(Saved entries)
┌────────
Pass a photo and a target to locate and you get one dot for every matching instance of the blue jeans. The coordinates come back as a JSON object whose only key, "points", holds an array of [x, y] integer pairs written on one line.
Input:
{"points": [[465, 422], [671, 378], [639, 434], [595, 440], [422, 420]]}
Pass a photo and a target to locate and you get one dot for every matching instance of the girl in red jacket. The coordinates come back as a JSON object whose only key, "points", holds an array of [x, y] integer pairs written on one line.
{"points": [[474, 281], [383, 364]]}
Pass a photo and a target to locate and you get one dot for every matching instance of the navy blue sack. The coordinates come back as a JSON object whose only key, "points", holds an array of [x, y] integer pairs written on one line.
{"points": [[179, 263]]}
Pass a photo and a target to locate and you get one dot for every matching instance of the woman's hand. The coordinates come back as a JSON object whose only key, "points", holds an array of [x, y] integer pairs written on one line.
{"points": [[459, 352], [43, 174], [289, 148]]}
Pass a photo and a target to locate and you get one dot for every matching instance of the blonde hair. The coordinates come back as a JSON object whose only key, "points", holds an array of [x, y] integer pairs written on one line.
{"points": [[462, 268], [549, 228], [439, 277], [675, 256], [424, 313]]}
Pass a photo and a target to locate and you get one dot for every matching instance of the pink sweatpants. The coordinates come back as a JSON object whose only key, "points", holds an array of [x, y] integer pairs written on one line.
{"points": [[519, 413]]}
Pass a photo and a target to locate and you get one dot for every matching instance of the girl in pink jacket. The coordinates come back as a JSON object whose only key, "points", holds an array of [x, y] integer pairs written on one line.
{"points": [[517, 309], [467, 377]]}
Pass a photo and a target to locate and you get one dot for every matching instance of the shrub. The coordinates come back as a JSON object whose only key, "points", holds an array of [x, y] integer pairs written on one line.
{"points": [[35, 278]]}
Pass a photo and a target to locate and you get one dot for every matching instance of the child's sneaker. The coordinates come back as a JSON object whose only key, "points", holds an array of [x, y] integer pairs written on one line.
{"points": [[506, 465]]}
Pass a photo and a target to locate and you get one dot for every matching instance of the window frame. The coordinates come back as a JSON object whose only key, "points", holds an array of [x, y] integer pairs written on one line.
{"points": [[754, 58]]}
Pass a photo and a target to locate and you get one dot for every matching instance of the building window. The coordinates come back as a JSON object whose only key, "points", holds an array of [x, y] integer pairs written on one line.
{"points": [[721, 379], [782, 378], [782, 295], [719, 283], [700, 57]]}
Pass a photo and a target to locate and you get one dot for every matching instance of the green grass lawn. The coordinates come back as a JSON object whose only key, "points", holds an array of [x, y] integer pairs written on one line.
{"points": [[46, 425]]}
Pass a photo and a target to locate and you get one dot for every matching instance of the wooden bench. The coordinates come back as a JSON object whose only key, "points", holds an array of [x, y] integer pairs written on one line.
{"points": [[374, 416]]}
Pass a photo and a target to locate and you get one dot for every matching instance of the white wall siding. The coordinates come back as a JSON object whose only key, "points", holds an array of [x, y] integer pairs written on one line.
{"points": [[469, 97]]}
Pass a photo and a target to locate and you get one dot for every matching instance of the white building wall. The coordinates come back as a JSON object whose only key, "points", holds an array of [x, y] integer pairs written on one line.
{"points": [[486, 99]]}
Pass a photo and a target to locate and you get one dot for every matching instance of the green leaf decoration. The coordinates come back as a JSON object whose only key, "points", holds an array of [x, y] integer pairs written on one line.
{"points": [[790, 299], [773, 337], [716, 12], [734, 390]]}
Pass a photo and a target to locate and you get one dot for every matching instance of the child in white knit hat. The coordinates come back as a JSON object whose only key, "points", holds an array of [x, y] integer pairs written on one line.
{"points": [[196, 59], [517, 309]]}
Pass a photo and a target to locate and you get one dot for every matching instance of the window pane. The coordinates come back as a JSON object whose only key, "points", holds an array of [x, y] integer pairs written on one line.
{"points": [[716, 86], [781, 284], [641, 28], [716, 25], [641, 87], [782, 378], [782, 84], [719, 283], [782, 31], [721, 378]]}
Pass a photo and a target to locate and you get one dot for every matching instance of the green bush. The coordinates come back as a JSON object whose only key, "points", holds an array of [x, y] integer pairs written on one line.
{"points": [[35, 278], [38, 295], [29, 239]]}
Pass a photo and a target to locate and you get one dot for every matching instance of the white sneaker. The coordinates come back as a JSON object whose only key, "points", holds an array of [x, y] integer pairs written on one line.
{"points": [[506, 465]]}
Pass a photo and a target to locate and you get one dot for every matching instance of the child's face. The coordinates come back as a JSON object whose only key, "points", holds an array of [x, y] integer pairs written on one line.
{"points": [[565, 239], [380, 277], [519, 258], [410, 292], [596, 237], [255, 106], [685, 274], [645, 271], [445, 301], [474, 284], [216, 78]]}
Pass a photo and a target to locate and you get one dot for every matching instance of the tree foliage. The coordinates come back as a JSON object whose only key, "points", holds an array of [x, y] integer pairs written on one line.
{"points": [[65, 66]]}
└────────
Once you have read the records above, set every one of them down again exactly.

_ANSWER FOR THE TASK_:
Pass a photo and a target to locate and you get one dot for every matching instance of the blue jeans. The coordinates come back as a JSON object whose only key, "points", holds an array of [x, y] integer pairs written on one line.
Input:
{"points": [[465, 422], [671, 378], [639, 434], [595, 440], [422, 420]]}
Pass a photo and a target to locate and you get one dot for every matching instance of the girl in red jacket. The coordinates come back as a JSON object whose only key, "points", holds an array of [x, y] integer pairs written on one line.
{"points": [[474, 281], [383, 364]]}
Pass a photo and a target to locate and you get one dot for every matching instance of the navy blue sack. The coordinates come back as a JSON object whose only key, "points", holds an array of [x, y] integer pairs written on one line.
{"points": [[179, 263]]}
Pass a photo and a target to locate and you get one dot for every matching instance of the woman's hand. The coordinates come back as a JSON object whose only key, "points", holds an array of [x, y] integer pairs written on one line.
{"points": [[459, 352], [43, 174], [289, 148]]}
Pass a photo and a target to locate and you get one dot for every matching instance of the blonde hair. The coordinates come back as a JSON object whose only key, "points", holds an array of [x, y] integer pairs written on one line.
{"points": [[462, 268], [549, 228], [439, 277], [675, 256], [424, 313]]}
Pass a photo and a target to locate and you get one dot for every matching instance of the pink sweatpants. The coordinates come back as a JSON object whose only key, "points", holds an array of [x, y] integer pairs written on one line.
{"points": [[519, 413]]}
Pass a photo and a target to locate and you get one dot for every matching instance of the girl in pink jacket. The coordinates come back as a JSON object whose only key, "points", holds an array of [x, y] integer pairs written on one line.
{"points": [[517, 309], [467, 377]]}
Pass a photo and a target to locate and you get one dot for every matching instance of the shrub. The coordinates come back as a JSON object whose only key, "points", holds an array of [x, y] integer pairs written on one line.
{"points": [[35, 278]]}
Pass a photo and a target to locate and you get one dot for every matching instance of the child's sneaker. The coordinates come back as a JSON object whose only key, "points", holds an array of [x, y] integer pairs written on one line.
{"points": [[506, 465]]}
Pass a photo and a target to locate and you get one dot for every matching instance of the window frame. The coordinates come back as a JSON object whose only key, "points", holds an array of [x, y] integer pairs written on one line.
{"points": [[754, 58]]}
Pass a photo and a target to locate and you get one dot for every matching instance of the building window. The coordinates come back as a JSON object whose only key, "points", holds an array of [x, y] integer pairs written on one line.
{"points": [[721, 379], [782, 378], [782, 295], [719, 283], [700, 57]]}
Pass a photo and a target to locate and you get one dot for every matching instance of the green grass lawn. The coordinates come back as a JSON object whose only key, "points", holds an array of [x, y] integer pairs written on one line.
{"points": [[46, 425]]}
Pass a photo and a target to locate and you get one dot for every matching instance of the wooden bench. The coordinates come back as a JSON object whose only key, "points", holds an array of [x, y] integer pairs written on one line.
{"points": [[374, 416]]}
Pass a photo and a target to locate and you get one dot for every matching instance of the white wall siding. The coordinates come back as a JSON object whose only key, "points", holds an array of [x, y] integer pairs written on one line.
{"points": [[469, 97]]}
Pass a photo and a target to locate and you get one dot for every matching instance of the white building wall. The coordinates come back as a JSON object whose only key, "points", holds an array of [x, y] integer pairs written on one line.
{"points": [[486, 99]]}
Pass a photo and a target to locate and you get one dot for every matching instance of the green leaf decoration. The coordinates come back as a JSON object whose only key, "points", holds an array of [x, y] integer pairs written on one line.
{"points": [[790, 299], [773, 337], [716, 12], [734, 390]]}
Pass a photo and a target to locate and you get one dot for every matching instance of the child in white knit hat. The coordinates come back as a JSON object whose only key, "points", holds an array of [x, y] integer pairs written on one line.
{"points": [[196, 59], [517, 309]]}
Pass a photo and a target to locate and you get one dot for every matching instance of the window pane. The coordinates come back as a JSON object whose only key, "points", holds an array of [x, y] integer pairs written on one line.
{"points": [[716, 86], [781, 284], [641, 28], [716, 25], [641, 87], [782, 378], [782, 84], [719, 283], [782, 31], [721, 378]]}
Pass a photo and a target to locate and you get one dot for every matching instance of the green bush. The coordinates come back as a JSON object whose only key, "points", holds an array of [x, y] integer pairs written on one line.
{"points": [[35, 278], [38, 295], [29, 239]]}
Pass a photo and a target to locate and you get one dot for every matching instance of the white sneaker. The coordinates come back as a JSON object whose only key, "points", holds an array of [x, y] integer pairs written on one line.
{"points": [[506, 465]]}
Pass a photo and a target to locate and you get one dot for every matching instance of the child's face. The coordinates come back as a JSON object whose only key, "points", holds an array of [x, y] integer pairs written on one line.
{"points": [[565, 239], [380, 277], [519, 258], [410, 292], [596, 237], [255, 106], [685, 274], [645, 271], [445, 301], [474, 284], [216, 78]]}
Pass a photo and a target to locate and you get one dot for every matching instance of the tree foliage. The coordinates come back as a JSON object whose only key, "points", holds an array of [x, y] integer pairs written on one line.
{"points": [[65, 66]]}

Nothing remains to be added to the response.